_What to work on_: Set down each line of the data below exactly as it stands, dropping the pictures.

_Data extract_:
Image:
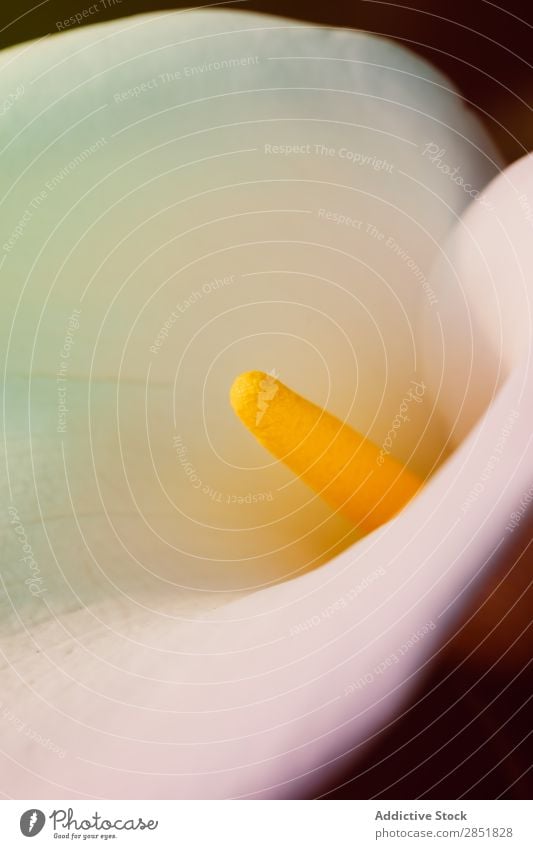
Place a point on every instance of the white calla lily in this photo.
(186, 196)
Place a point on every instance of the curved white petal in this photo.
(162, 231)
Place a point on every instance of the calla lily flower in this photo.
(186, 196)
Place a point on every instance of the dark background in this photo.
(466, 731)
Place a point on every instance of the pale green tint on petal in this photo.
(151, 505)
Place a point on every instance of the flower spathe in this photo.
(191, 194)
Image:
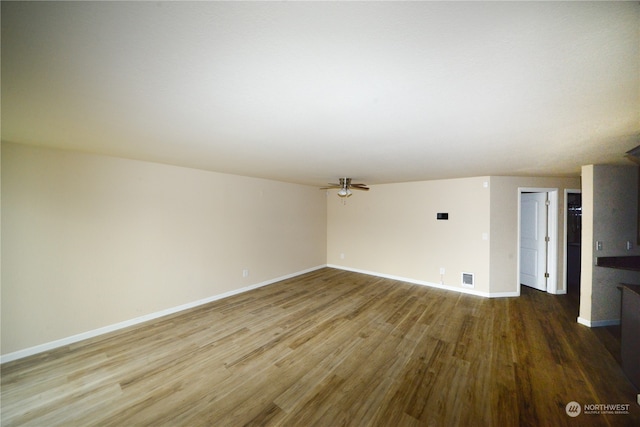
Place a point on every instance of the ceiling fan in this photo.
(345, 187)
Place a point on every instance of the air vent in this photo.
(467, 280)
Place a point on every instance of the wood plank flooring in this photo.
(331, 348)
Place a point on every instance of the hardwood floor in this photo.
(331, 348)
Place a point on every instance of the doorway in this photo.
(537, 238)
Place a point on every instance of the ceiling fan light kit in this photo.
(345, 186)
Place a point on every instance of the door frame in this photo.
(552, 229)
(565, 255)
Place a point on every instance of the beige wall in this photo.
(392, 230)
(89, 241)
(610, 209)
(504, 228)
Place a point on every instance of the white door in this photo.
(533, 245)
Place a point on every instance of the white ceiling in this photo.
(307, 92)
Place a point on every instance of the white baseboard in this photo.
(598, 323)
(430, 284)
(132, 322)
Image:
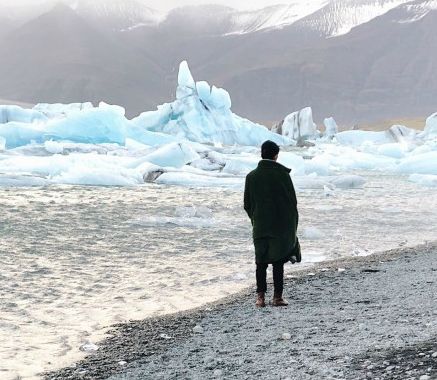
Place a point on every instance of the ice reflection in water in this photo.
(75, 260)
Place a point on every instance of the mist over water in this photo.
(77, 259)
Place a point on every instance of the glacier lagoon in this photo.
(105, 219)
(76, 260)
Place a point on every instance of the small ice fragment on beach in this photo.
(286, 336)
(165, 336)
(198, 329)
(312, 233)
(89, 347)
(240, 277)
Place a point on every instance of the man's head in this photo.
(269, 150)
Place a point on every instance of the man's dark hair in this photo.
(269, 150)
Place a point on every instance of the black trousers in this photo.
(278, 277)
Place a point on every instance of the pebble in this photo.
(286, 336)
(89, 347)
(198, 329)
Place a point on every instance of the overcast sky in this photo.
(168, 4)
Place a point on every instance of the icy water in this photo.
(75, 260)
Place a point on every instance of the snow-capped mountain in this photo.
(417, 10)
(340, 16)
(120, 14)
(329, 18)
(273, 17)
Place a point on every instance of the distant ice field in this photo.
(77, 259)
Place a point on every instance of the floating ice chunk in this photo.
(431, 125)
(61, 110)
(425, 163)
(292, 161)
(348, 182)
(240, 166)
(328, 191)
(312, 233)
(424, 179)
(201, 114)
(105, 124)
(185, 79)
(298, 125)
(19, 180)
(357, 138)
(54, 147)
(197, 180)
(317, 166)
(204, 91)
(308, 183)
(220, 98)
(186, 84)
(173, 155)
(394, 150)
(331, 127)
(21, 115)
(402, 133)
(98, 176)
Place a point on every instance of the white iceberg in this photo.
(331, 127)
(298, 125)
(431, 125)
(21, 115)
(203, 114)
(61, 110)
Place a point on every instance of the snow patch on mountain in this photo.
(340, 16)
(415, 11)
(273, 17)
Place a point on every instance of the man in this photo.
(270, 201)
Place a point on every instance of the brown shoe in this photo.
(278, 300)
(261, 300)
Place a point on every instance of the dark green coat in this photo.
(270, 201)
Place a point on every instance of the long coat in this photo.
(270, 201)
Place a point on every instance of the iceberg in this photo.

_Result for this task_:
Image:
Place a point on every instance of the white calla lily in this photo.
(186, 196)
Place a point on every instance of the curved white petal in this photo.
(162, 231)
Place a point on every instance of the calla lily flower in this photo.
(186, 196)
Place a point on every instance of the dark background in this photo.
(466, 731)
Place a point on every instance of the pale green tint on petal in this photo.
(151, 505)
Place a point on every instance of the flower spathe in this photo.
(191, 194)
Image:
Place a point on every instance of the ceiling fan in this photo.
(345, 187)
Place a point on every instance of the air vent in this photo.
(467, 280)
Place a point on every instance of the wood plank flooring in this photo.
(331, 348)
Place a point on every instance of the hardwood floor in this photo.
(331, 348)
Place a point on every instance of the doorway in this photo.
(537, 238)
Place a point on every instance of the ceiling fan light kit in this photo.
(345, 186)
Place a point on every instance of the door frame in this photo.
(552, 229)
(565, 255)
Place a point on every instance of the beige wall in this photo.
(392, 230)
(89, 241)
(610, 209)
(504, 228)
Place a point on every instance of the white door in this photo.
(533, 245)
Place a point on every instance of the white ceiling in this photo.
(307, 92)
Place a point on every instance of the white baseboard in this photo.
(598, 323)
(430, 284)
(132, 322)
Image:
Place a point on every instance of the ice reflection in water in this photo.
(75, 260)
Place a point on every instance of the mist over water in this photo.
(77, 259)
Place a point on every instance of the glacier lagoon in this photo.
(105, 219)
(76, 260)
Place a point on every instance of the small ice fragment on beach in this photo.
(286, 336)
(165, 336)
(198, 329)
(312, 233)
(89, 347)
(240, 277)
Place a point on every instance of the man's head in this photo.
(269, 150)
Place a point on every instance of the man's dark hair in this photo.
(269, 150)
Place a point on every instance of the black trousers in this photo.
(278, 277)
Place a point on every instance of the pebble in this photo.
(286, 336)
(89, 347)
(198, 329)
Place a point on every instance of the overcast sky in this photo.
(168, 4)
Place a point on every instance of the icy water in this photo.
(75, 260)
Place a point on every instance of the snow-capped mountain in this photo.
(417, 10)
(340, 16)
(120, 14)
(329, 18)
(273, 17)
Place a point on every instance of the distant ice field in this photo.
(77, 259)
Place a point on every instance of the floating ice chunk in this photo.
(431, 125)
(61, 110)
(425, 163)
(292, 161)
(348, 182)
(240, 166)
(328, 191)
(312, 233)
(424, 179)
(201, 114)
(105, 124)
(185, 79)
(298, 125)
(19, 180)
(357, 138)
(54, 147)
(197, 180)
(317, 166)
(204, 91)
(308, 183)
(220, 98)
(186, 84)
(173, 155)
(394, 150)
(331, 127)
(21, 115)
(402, 133)
(98, 176)
Place a point on every instance of the white iceberg in this photo.
(331, 127)
(298, 125)
(431, 125)
(21, 115)
(203, 114)
(61, 110)
Place a point on every instance of the snow patch on mountain in this photo.
(340, 16)
(415, 11)
(273, 17)
Place a point on every instance of the man in this photo.
(270, 201)
Place a point on every instance of the brown shoe in this photo.
(278, 300)
(261, 300)
Place a point on every instance of the dark green coat in this photo.
(270, 201)
Place a point on every instance of the long coat in this photo.
(270, 201)
Place a point on every instance of the iceberg in this photo.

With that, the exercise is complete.